--- BEGIN Records supplied ---

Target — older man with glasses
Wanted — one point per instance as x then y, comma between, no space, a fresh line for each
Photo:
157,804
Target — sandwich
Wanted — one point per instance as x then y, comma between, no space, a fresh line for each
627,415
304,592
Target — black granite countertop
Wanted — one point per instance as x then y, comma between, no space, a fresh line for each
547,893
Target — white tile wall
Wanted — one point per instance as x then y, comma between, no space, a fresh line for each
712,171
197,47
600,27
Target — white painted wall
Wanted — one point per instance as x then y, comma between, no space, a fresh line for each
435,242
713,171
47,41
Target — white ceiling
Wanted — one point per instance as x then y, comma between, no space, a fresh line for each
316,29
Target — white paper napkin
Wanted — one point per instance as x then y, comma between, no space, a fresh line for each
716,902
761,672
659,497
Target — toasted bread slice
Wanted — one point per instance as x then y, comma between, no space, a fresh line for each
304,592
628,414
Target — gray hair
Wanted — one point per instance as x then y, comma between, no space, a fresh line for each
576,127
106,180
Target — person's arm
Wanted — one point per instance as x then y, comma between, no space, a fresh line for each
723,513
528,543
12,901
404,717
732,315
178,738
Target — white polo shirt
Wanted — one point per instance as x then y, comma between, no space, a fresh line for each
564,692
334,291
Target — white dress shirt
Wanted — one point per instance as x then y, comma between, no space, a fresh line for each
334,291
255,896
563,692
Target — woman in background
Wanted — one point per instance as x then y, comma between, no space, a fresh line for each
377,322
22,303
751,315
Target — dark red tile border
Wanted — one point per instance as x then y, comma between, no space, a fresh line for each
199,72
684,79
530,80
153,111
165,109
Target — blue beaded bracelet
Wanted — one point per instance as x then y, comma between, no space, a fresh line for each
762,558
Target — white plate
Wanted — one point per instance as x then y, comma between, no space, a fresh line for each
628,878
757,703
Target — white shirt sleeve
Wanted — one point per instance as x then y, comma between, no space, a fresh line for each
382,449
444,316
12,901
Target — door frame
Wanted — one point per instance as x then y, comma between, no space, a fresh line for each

--- END Records supplied ---

Lay out every line of the listing above as a Markdown table with the columns Row and Line, numbering each row and leaving out blank lines.

- Solution to this problem:
| Row | Line |
|---|---|
| 1 | Target — older man with glasses |
| 2 | Wanted — one point per instance as x then y, comma between, no space, a fresh line for each |
| 3 | Photo: |
| 4 | 157,804 |
| 5 | Target — sandwich |
| 6 | Wanted — one point per instance as x then y, comma between, no space, a fresh line for each |
| 7 | 627,415 |
| 8 | 304,592 |
| 9 | Target — black granite countertop |
| 10 | Wanted — one point per instance as x then y, comma between, no space, a fresh line for each |
| 11 | 547,893 |
| 12 | Target — white tile wall |
| 13 | Wanted — one point per instance as x then y, comma between, no space, a fresh line for each |
| 14 | 712,171 |
| 15 | 197,47 |
| 16 | 600,27 |
| 17 | Target — white painted wall |
| 18 | Wanted — one point per instance as x then y, comma between, no space, a fresh line for each |
| 19 | 435,242 |
| 20 | 713,171 |
| 21 | 47,41 |
| 22 | Target — white ceiling |
| 23 | Wanted — one point per instance as x then y, comma between, no space, a fresh line for each |
| 24 | 316,29 |
| 25 | Target — white paper napkin |
| 26 | Wanted — one point per instance as x then y, comma between, no space, a fresh line for each |
| 27 | 716,902 |
| 28 | 761,672 |
| 29 | 659,497 |
| 30 | Target — toasted bread slice |
| 31 | Wanted — one point per instance as x then y, comma between, no space, a fresh line for each |
| 32 | 304,592 |
| 33 | 628,414 |
| 34 | Target — gray hair |
| 35 | Wanted — one point per instance as x then y, comma between, no space, a fresh line for each |
| 36 | 576,127 |
| 37 | 106,180 |
| 38 | Target — person's arm |
| 39 | Wanted — one point per instance as x then y, comma between, no space, a fresh line for each |
| 40 | 723,513 |
| 41 | 528,543 |
| 42 | 12,901 |
| 43 | 404,717 |
| 44 | 732,315 |
| 45 | 178,738 |
| 46 | Target — white polo shirt |
| 47 | Wanted — one point per instance as x then y, comma between, no space, a fresh line for each |
| 48 | 564,692 |
| 49 | 334,291 |
| 50 | Target — white dress shirt |
| 51 | Wanted — one point per instance as x then y, comma between, no space, a fresh line for each |
| 52 | 334,291 |
| 53 | 255,896 |
| 54 | 563,692 |
| 55 | Target — woman in background |
| 56 | Wanted — one point per instance as x then y, comma between, no space, a fresh line for each |
| 57 | 377,322 |
| 58 | 22,303 |
| 59 | 751,315 |
| 60 | Target — dark red tile border |
| 61 | Wanted — one point per instance as x then y, comma between, no space, a fresh line for each |
| 62 | 199,72 |
| 63 | 684,79 |
| 64 | 530,80 |
| 65 | 153,111 |
| 66 | 165,109 |
| 67 | Target — blue beaded bracelet |
| 68 | Wanted — one point per instance as x then y, comma between, no space, a fresh line for each |
| 69 | 762,558 |
| 70 | Target — white plate |
| 71 | Wanted — one point per instance as x then y, comma between, no space, a fresh line for each |
| 72 | 628,878 |
| 73 | 757,703 |
| 74 | Target — white shirt sleeve |
| 75 | Wanted — one point per instance as x then y, comma between, no space, a fresh line for each |
| 76 | 382,449 |
| 77 | 444,316 |
| 78 | 12,901 |
| 79 | Target — door frame |
| 80 | Wanted — one point per instance as x then y, comma between, no space, a fresh line for each |